EXERCISE OBJECTIVE
Reproduce word for word the lines below, starting with the line that contains "Task: locate the baseball" and continuing through the line that contains "pixel 53 125", both included.

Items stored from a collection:

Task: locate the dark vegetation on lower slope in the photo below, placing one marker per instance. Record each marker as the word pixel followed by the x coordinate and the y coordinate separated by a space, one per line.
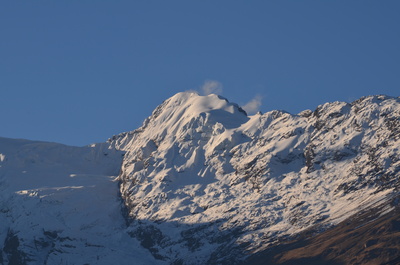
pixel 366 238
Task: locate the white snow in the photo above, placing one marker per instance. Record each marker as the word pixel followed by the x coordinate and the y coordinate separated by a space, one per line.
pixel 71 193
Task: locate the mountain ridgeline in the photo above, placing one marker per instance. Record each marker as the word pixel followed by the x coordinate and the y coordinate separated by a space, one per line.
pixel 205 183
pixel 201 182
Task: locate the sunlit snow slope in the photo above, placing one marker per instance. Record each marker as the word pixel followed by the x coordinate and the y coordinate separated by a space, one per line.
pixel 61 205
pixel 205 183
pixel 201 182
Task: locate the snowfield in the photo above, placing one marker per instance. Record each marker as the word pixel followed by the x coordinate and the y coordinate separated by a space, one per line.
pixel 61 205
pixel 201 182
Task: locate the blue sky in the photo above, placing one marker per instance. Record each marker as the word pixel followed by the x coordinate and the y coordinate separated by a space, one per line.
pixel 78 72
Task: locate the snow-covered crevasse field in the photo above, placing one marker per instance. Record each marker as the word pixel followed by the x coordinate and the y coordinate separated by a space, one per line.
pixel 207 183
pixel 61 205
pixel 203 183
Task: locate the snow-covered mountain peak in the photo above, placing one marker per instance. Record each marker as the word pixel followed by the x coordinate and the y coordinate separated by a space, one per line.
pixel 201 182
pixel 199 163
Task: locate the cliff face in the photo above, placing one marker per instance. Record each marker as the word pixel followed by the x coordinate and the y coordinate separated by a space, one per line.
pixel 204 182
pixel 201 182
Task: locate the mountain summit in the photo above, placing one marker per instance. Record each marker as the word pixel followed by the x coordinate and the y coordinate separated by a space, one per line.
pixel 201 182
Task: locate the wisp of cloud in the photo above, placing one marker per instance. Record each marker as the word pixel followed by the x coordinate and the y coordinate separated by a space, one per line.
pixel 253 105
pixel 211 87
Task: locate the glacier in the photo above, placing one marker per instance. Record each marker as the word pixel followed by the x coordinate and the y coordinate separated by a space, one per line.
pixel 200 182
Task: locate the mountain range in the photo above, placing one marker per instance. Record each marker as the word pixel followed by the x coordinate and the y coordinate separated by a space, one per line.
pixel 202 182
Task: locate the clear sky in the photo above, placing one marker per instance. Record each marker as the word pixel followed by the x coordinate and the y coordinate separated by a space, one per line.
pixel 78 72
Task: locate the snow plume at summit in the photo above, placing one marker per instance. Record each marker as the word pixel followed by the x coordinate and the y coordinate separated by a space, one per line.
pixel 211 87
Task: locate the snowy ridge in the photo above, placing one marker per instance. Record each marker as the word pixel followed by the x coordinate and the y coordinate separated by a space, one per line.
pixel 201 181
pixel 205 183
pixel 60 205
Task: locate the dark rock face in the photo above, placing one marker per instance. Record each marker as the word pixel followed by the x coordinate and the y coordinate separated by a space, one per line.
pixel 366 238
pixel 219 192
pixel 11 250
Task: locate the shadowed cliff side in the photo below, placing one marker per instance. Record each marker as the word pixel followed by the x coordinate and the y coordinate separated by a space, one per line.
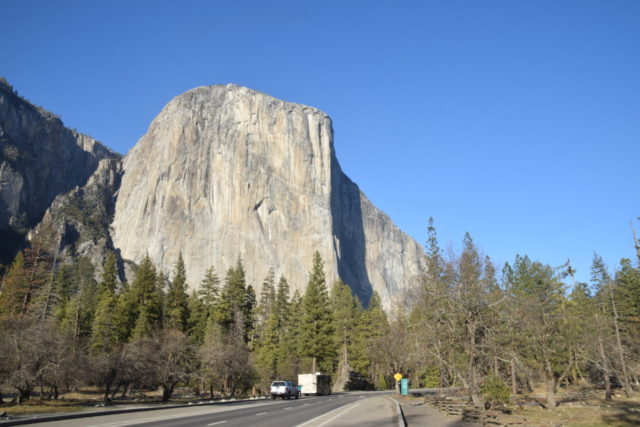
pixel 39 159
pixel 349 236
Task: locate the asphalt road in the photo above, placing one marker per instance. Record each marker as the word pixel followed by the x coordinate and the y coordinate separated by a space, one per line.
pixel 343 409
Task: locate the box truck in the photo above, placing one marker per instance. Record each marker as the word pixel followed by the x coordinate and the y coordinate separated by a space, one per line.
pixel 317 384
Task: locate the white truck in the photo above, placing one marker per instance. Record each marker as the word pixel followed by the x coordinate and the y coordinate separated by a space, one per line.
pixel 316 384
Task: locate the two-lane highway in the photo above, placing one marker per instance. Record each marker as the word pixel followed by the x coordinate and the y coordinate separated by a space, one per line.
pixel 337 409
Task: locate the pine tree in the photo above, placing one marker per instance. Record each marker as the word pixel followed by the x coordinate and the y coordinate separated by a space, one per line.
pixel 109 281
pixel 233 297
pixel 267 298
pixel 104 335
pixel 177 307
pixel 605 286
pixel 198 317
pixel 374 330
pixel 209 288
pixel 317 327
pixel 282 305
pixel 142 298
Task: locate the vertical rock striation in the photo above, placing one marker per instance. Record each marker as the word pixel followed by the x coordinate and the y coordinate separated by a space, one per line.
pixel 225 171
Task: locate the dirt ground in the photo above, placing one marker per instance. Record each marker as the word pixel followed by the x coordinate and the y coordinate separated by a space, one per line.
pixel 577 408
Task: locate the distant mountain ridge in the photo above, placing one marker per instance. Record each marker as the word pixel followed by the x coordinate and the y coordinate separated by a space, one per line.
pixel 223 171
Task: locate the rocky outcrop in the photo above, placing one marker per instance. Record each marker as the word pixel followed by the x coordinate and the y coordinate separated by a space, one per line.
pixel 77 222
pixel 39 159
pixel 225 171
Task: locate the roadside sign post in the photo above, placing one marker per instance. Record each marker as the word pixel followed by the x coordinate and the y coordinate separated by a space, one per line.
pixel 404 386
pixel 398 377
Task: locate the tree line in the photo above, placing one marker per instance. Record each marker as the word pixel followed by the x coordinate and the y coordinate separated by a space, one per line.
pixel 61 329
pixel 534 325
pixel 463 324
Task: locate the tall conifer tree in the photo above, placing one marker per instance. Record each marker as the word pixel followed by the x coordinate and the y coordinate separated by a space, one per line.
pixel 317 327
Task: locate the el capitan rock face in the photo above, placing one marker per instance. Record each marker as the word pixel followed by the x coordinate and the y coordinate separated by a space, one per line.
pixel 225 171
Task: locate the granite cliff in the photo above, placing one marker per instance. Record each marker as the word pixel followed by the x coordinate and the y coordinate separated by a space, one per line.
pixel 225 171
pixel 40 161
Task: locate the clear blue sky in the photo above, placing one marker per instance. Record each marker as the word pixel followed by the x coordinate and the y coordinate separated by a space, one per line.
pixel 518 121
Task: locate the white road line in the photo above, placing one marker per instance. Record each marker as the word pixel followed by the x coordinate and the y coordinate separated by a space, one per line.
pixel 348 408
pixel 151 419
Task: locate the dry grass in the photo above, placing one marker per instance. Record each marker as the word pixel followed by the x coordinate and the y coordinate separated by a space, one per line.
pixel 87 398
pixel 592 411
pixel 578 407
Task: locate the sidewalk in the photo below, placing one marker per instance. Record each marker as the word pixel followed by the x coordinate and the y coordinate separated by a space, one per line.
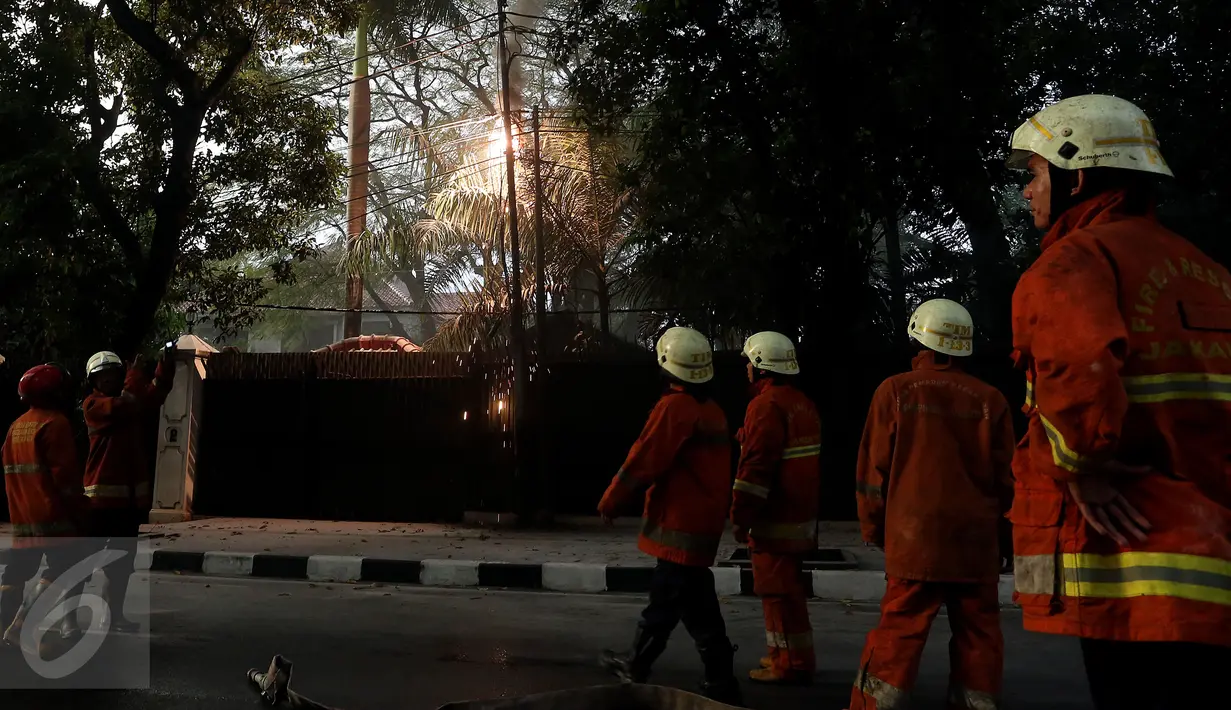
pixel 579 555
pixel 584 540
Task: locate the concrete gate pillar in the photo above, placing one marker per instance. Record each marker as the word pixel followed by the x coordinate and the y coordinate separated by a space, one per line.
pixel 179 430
...
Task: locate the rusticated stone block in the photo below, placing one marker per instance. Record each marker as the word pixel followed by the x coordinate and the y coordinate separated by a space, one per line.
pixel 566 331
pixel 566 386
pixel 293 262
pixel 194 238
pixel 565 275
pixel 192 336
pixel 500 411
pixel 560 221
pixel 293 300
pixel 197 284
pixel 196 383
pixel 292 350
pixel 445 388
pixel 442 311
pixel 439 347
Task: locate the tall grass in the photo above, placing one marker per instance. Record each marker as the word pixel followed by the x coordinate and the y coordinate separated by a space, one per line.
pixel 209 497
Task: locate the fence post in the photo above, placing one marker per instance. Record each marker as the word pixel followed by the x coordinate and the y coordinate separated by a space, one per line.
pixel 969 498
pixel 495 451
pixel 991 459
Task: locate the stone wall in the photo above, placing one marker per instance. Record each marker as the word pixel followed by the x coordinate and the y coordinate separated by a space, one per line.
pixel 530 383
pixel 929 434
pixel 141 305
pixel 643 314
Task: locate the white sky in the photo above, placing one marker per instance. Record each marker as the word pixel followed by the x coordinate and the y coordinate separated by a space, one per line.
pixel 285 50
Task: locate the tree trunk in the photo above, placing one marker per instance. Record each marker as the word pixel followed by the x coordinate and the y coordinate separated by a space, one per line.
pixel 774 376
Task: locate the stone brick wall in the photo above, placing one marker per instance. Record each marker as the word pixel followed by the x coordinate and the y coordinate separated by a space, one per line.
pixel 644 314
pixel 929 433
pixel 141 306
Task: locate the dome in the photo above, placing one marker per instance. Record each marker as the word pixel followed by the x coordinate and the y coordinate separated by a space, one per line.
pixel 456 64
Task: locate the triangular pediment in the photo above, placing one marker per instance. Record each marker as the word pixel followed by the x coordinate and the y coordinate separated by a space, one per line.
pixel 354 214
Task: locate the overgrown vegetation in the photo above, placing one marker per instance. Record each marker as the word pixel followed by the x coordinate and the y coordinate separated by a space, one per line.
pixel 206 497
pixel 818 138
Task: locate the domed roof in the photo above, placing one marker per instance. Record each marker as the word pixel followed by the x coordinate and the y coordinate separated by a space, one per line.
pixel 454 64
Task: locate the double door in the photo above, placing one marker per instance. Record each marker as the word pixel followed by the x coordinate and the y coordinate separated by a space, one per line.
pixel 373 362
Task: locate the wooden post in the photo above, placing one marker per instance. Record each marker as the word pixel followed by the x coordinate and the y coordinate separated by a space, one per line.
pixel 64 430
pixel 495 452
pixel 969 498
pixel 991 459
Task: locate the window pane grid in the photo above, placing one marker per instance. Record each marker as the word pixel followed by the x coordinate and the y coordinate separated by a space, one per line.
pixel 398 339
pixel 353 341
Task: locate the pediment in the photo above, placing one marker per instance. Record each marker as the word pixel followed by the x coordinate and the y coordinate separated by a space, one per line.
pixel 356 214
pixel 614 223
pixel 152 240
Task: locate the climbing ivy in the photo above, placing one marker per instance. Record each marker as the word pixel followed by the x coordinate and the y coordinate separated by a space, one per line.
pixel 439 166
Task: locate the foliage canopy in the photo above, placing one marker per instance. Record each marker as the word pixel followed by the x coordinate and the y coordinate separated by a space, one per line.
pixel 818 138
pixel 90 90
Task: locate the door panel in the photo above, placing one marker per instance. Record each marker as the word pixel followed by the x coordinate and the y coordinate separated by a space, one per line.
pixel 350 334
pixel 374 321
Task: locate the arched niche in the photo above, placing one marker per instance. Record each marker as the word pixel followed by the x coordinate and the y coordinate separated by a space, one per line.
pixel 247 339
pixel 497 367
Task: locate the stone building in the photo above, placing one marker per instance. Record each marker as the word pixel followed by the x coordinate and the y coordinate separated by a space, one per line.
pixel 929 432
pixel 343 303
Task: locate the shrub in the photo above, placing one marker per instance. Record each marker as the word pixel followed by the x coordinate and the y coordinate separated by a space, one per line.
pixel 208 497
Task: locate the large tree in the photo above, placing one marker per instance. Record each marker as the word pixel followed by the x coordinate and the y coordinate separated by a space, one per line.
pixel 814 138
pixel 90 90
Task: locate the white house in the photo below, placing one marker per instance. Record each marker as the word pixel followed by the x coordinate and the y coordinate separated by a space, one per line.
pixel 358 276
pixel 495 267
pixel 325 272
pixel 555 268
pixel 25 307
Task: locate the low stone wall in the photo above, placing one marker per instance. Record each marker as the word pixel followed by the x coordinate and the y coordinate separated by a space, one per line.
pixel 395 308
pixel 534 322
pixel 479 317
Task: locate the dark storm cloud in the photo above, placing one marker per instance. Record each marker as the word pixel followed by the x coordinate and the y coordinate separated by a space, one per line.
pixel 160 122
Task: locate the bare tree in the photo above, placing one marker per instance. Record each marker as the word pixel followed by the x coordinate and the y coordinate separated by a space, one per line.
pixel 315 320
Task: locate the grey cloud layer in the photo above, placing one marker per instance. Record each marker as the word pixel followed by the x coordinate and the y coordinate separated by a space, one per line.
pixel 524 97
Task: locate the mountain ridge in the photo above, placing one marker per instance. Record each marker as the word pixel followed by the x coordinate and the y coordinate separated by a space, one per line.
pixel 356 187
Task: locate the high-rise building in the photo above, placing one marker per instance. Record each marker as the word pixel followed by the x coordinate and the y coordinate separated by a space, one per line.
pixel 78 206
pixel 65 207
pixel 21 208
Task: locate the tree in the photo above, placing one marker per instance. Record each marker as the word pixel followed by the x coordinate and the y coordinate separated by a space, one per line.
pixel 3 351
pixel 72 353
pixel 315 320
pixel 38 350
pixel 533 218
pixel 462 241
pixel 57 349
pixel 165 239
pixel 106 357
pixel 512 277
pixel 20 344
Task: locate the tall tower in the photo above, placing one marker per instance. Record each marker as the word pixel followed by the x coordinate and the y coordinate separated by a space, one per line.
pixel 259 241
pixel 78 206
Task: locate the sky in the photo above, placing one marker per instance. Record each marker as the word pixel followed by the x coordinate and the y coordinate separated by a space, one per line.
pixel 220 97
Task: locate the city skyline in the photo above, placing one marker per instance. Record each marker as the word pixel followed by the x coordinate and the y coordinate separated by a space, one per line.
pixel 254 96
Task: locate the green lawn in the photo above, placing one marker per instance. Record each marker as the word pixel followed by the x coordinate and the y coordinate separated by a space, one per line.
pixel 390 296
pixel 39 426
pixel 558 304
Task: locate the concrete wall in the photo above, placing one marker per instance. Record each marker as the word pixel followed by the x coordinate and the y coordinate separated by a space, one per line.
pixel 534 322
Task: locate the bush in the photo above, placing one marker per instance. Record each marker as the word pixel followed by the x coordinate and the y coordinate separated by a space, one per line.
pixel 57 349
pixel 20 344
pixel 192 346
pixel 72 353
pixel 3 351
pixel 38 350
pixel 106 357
---
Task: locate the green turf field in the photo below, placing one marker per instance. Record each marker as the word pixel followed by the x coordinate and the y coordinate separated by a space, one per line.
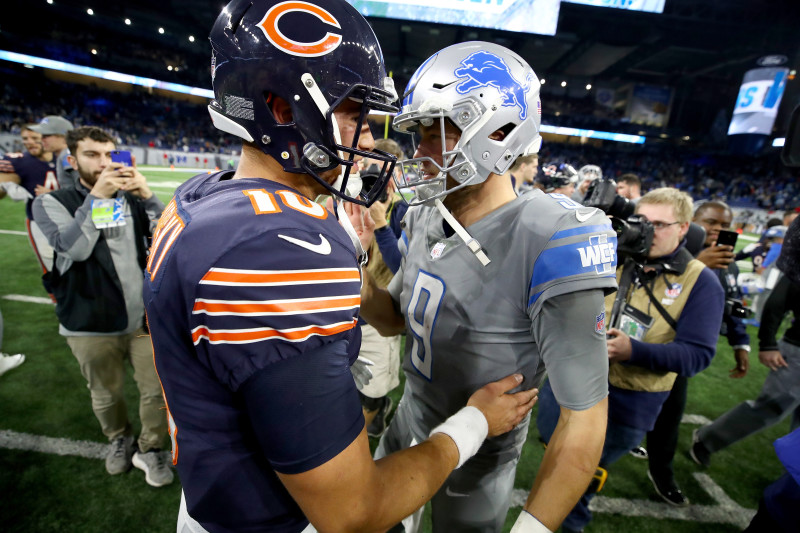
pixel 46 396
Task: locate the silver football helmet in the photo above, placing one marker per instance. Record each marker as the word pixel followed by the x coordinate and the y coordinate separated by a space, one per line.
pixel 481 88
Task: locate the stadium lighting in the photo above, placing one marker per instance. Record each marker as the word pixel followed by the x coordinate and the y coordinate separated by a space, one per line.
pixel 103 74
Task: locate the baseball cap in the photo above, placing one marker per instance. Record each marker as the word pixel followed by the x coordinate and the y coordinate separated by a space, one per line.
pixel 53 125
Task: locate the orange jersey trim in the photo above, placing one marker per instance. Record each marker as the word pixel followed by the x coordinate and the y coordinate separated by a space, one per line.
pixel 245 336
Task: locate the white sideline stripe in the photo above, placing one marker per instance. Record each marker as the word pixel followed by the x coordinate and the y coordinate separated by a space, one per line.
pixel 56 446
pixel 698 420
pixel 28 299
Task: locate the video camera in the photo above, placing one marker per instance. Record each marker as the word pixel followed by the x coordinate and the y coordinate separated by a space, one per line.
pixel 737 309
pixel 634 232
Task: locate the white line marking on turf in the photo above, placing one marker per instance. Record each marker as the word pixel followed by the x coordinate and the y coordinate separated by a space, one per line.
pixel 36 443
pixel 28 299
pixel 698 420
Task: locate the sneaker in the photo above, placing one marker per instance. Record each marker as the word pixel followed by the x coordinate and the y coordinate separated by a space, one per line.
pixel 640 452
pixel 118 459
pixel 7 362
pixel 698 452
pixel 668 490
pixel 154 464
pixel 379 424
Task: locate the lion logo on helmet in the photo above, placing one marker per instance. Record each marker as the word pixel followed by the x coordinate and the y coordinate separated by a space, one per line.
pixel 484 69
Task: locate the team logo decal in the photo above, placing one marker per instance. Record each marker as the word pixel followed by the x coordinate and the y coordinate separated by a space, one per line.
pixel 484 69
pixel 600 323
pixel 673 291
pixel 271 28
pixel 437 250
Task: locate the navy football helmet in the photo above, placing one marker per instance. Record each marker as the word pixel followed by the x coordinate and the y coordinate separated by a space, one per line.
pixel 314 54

RESPONSE
Task: locate the baseball cap in the photo above, placing one marker per instance. Record each marker as the word pixel followed by the x coordinate and the y coordinate separated by a space, one per line.
pixel 53 125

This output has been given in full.